Please render all of the entries below as a two-column CSV with the headers request and answer. Use one row per request, and put its text and its answer each in a single quoted field with line breaks replaced by spaces.

Location identification entries
________________________________________
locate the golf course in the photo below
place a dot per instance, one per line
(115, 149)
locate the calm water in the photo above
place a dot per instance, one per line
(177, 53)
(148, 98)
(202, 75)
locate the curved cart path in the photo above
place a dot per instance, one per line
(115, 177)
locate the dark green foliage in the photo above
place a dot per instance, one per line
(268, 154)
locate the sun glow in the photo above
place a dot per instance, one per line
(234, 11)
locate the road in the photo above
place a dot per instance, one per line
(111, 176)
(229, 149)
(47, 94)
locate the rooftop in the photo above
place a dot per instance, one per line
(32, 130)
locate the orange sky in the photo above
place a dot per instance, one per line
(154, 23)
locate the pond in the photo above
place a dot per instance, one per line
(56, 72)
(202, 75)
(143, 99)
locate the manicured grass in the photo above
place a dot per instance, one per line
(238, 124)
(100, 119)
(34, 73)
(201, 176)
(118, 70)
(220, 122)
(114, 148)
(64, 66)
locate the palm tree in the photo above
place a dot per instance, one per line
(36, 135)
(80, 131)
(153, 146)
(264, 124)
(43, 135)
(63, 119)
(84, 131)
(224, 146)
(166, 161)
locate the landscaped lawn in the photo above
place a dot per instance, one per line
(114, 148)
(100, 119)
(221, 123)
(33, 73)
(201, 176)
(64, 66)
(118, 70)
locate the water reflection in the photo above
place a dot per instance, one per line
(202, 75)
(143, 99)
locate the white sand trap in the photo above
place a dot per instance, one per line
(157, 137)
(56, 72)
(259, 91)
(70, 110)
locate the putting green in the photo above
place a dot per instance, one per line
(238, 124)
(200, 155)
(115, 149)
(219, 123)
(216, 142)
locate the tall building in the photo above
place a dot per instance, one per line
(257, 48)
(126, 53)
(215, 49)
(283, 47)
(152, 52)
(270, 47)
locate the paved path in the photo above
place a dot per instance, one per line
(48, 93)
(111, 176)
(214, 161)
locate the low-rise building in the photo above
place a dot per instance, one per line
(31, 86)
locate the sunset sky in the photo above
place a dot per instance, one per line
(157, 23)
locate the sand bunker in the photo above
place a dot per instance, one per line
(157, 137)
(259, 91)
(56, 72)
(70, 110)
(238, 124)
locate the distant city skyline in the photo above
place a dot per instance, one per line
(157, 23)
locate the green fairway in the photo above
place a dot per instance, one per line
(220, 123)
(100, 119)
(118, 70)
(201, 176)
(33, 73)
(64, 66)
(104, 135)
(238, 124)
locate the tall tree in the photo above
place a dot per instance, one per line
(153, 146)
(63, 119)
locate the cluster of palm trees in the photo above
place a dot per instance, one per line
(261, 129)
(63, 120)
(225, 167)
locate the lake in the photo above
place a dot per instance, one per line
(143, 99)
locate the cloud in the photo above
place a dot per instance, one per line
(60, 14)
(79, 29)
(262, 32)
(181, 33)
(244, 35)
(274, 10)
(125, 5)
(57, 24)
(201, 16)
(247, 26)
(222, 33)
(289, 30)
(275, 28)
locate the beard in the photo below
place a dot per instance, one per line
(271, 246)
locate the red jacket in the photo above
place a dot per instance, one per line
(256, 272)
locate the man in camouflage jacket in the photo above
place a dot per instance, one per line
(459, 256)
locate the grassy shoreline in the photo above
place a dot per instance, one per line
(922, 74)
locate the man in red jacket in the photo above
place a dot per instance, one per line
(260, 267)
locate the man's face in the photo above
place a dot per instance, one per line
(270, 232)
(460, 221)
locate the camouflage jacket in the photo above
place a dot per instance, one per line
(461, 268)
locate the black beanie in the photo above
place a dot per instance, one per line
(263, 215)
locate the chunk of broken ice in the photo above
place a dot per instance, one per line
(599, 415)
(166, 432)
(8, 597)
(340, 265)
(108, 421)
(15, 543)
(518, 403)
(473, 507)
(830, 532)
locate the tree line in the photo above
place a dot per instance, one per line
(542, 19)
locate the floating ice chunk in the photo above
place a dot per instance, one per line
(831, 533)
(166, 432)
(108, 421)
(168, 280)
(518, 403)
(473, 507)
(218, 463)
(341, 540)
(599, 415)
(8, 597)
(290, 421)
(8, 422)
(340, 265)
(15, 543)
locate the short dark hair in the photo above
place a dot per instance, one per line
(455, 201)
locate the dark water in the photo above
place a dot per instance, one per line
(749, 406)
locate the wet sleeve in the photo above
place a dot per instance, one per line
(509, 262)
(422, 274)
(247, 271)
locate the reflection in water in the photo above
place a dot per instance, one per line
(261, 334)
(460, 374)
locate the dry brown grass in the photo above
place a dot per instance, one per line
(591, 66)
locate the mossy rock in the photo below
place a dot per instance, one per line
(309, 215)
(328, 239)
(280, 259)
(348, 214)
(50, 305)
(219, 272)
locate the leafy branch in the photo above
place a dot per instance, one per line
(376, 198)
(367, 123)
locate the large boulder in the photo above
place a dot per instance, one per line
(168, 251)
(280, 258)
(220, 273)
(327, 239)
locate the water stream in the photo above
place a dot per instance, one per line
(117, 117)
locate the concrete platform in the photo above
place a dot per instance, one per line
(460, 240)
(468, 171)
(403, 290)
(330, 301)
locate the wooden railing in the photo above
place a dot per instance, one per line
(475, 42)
________________________________________
### CORRECT ANSWER
request,answer
"locate the golf course in the photo below place a dot per instance, one per line","(115, 149)"
"locate the calm water in the photo above place a dot per instance, one per line","(177, 53) (148, 98) (202, 75)"
"locate the curved cart path in the photo above place a dot per instance, one per line","(115, 177)"
"locate the dark green foliage in the photo above place a dot per instance, one per line","(268, 154)"
"locate the sun glow in the photo above place a dot per instance, one per line","(234, 11)"
"locate the road in the photo above place a dot per instance, one per line","(111, 176) (229, 149) (47, 94)"
"locate the rooftop in the photo above place a dot per instance, one per line","(32, 130)"
"locate the orange sky in the photo above place a dot per instance, one per line","(154, 23)"
"locate the pond in the photo above place a dot per instance, one per line","(56, 72) (202, 75) (143, 99)"
"locate the manicured grass in the photo above place a dot per instance, one per line","(238, 124) (100, 119) (34, 73) (201, 176) (118, 70) (220, 122) (114, 148) (64, 66)"
"locate the palm tree in the photo above place a dot per instance, one per line","(36, 135) (80, 131) (153, 146) (264, 124) (43, 135) (63, 119) (84, 131) (224, 146) (166, 161)"
"locate the landscaped lawn in the photo above place a dot per instance, one per line","(114, 148) (100, 119) (221, 123) (33, 73) (201, 176) (64, 66) (118, 70)"
"locate the water reflection in the photo above place a dot per instance, one per line","(202, 75) (143, 99)"
"locate the white sand trap in the photo above place a dot per instance, one per line","(157, 137) (56, 72) (259, 91) (70, 110)"
"locate the putting green in the photo above place a dot per instance, one per line","(238, 124) (200, 155) (115, 149) (219, 123) (216, 142)"
"locate the tall building in the photo above place a dot per instance, one per line","(257, 48) (126, 53) (215, 49) (283, 47) (152, 52) (270, 47)"
"locate the paved path in the photo above place a dot per instance, one per line","(48, 93) (111, 176) (214, 161)"
"locate the low-rise building in the photo above place a dot per instance, one per line","(31, 86)"
"locate the sunset sky in the photo above place a dot per instance, one per line","(157, 23)"
"locate the sand bunker in the photo above place a dot per instance, one per line","(157, 137) (259, 91) (56, 72) (70, 110) (238, 124)"
"locate the distant city skyline in the photo above place a dot per instance, one per line","(157, 23)"
"locate the green fairway in the photo above place a dot per instance, one per line","(220, 123) (100, 119) (118, 70) (201, 176) (33, 73) (64, 66) (104, 135) (238, 124)"
"locate the tall tree in the photo above place a dot per instance, one per line","(153, 146) (63, 119)"
"locate the cluster of palm trees in the photo above place a dot per instance, one per line","(261, 129) (63, 120) (225, 167)"
"locate the lake in the photo above place a dot per instance, one per line","(143, 99)"
"locate the cloud in the photo above place a dot per instance, one per line","(60, 14) (79, 29) (262, 32) (181, 33) (244, 35) (274, 10) (125, 5) (57, 24) (201, 16) (247, 26) (222, 33) (289, 30) (275, 28)"
"locate the beard in the photo below place a dot per instance, one per line","(271, 246)"
"locate the red jacket in the photo above place a dot per instance, one per line","(256, 272)"
"locate the man in camouflage jacket in the photo above place a dot per instance, one per line","(459, 256)"
"locate the grassy shoreline in the photo above place a dot per instance, one per line","(922, 74)"
"locate the man in red jacket in the photo above place a dot per instance, one per line","(260, 267)"
"locate the man's face in the photo above place a dot per instance, one per line","(270, 232) (460, 221)"
"locate the camouflage jacket in the photo above place a dot per instance, one per line","(461, 268)"
"locate the black beanie in the photo above place a dot per instance, one per line","(263, 215)"
"locate the chunk of broken ice in the photo above place a dot per instance, one per line","(599, 415) (166, 432) (8, 597) (340, 265) (108, 421) (15, 543) (518, 403) (473, 507) (830, 532)"
"locate the tree line in the photo above place a dot per instance, one per line","(542, 19)"
"locate the floating ice chunk in the photo above place a dot per instance, one per line","(831, 533) (166, 432) (108, 421) (168, 280) (518, 403) (473, 507) (218, 463) (341, 540) (599, 415) (8, 597) (290, 421) (8, 422) (340, 265) (15, 543)"
"locate the short dark hair in the photo above place a dot per instance, one per line","(455, 201)"
"locate the dark water in the photo above place a dot per instance, one per line","(749, 406)"
"locate the wet sleeve in the photo above place a dot per instance, one per line","(509, 262) (422, 274) (247, 271)"
"locate the reflection in water in the photo above place a dot per instance, one per line","(261, 334) (460, 374)"
"locate the dry brown grass in the photo above place a dot per instance, one per line","(591, 66)"
"locate the mossy rock in the photo below place a dot per instance, one per line","(309, 215) (328, 239) (280, 259) (348, 214) (50, 305) (219, 272)"
"locate the leafy branch in the photo above place a dot per instance, one per line","(376, 198) (367, 123)"
"locate the large boulder in the photo above place a dot per instance, one per line","(168, 251) (280, 258) (220, 273) (327, 239)"
"locate the water stream in the photo above place a dot per instance, one per line","(117, 117)"
"locate the concrete platform in the photo above place a dot per instance, one per line","(460, 240) (468, 171) (403, 290) (330, 301)"
"locate the wooden railing in the photo above place a dot per instance, one per line","(475, 42)"